● **TEXT**
::::::::

Art alters perspective, allowing us to see things anew. It also opens our eyes to people and ideas that were missing from our field of vision. These shifts might be sparked by an encounter with a song, play, sculpture, poem, performance, or in this case, a brief, 96-page book.
“Have you read the wabi-sabi book?” is a question I’ve been asked a surprising number of times.
The book by Leonard Koren, Wabi-Sabi for Artists, Designers, Poets & Philosophers, explores the age-old Japanese aesthetic commonly associated with tea ceremonies. Wabi-sabi embraces, and finds beauty in, the “imperfect, impermanent, and incomplete.”
Reading Koren’s book is a wonderful experience; the brevity and directness provide space for reflection and meditation.
Wabi-sabi is interpreted and expressed in innumerable ways, and my grasp is limited. Nevertheless, I understand why people have recommended it, and why studying and embracing wabi-sabi would mean something altogether different for online community. What follows are short reflections on wabi-sabi themes accompanied by passages from the book.
“Greatness” exists in the inconspicuous and overlooked details. Wabi-sabi is about the minor and the hidden, the tentative and the ephemeral: things so subtle and evanescent they are invisible to vulgar eyes.
Consequently to experience wabi-sabi means you have to slow way down, be patient, and look very closely.
Slow, patient, subtle, and inconspicuous are not typically associated with our time on the web. Why not provide space for whispers instead of shouts? Expending more effort to listen and see makes our encounters that much more meaningful.
Focus on the intrinsic and ignore material hierarchy. Once inside [the tea room], the atmosphere is egalitarian. Hierarchical thinking-“this is higher/better, that is lower/worse”-is not acceptable.

::::::::

● **TASK STATEMENT**
Please resume the wabi-sabi essay right after its final sentence. The data has no connection to the wabi-sabi essay.

● **INFORMATION SHOWN**
::::::::

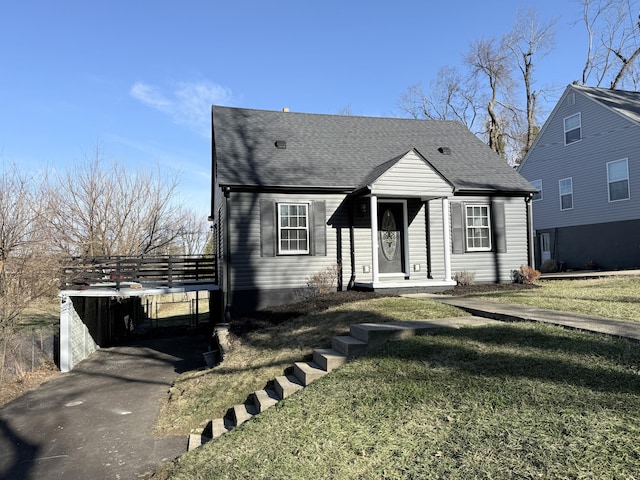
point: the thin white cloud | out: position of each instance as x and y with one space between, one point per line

::::::::

● **REPLY**
In the age of social networks, our online presence and contributions are scored, compared, and magnified if it pleases the algorithm. Instead, each person should be treated the same and every voice should be heard. Front porches, online and down the street, are for community and conversation, not competition.
Things wabi-sabi are unstudied and inevitable looking. They do not blare out “I am important” or demand to be the center of attention. They are understated and unassuming, yet not without presence or quiet authority. Things wabi-sabi easily coexist with the rest of their environment.
In a sea of things competing for our attention, each asking for more time, clicks, views, and taps, what if we did the opposite? Imagine if we designed experiences that enrich our life precisely by not demanding more and more of it.
I love what a member once said: “Uncommon is my most easy-going relationship! What a treat, as it gives me so much and asks so little.”
Wabi-sabi suggests that beauty is a dynamic event that occurs between you and something else. Beauty can spontaneously occur at any moment given the proper circumstances, context, or point of view. Beauty is thus an altered state of consciousness, an extraordinary moment of poetry and grace.
The dream is to provide context for those extraordinary moments to occur.
Things wabi-sabi are usually small and compact, quiet and inward-oriented. They beckon: get close, touch, relate. They inspire a reduction of the psychic distance between one thing and another thing; between people and things.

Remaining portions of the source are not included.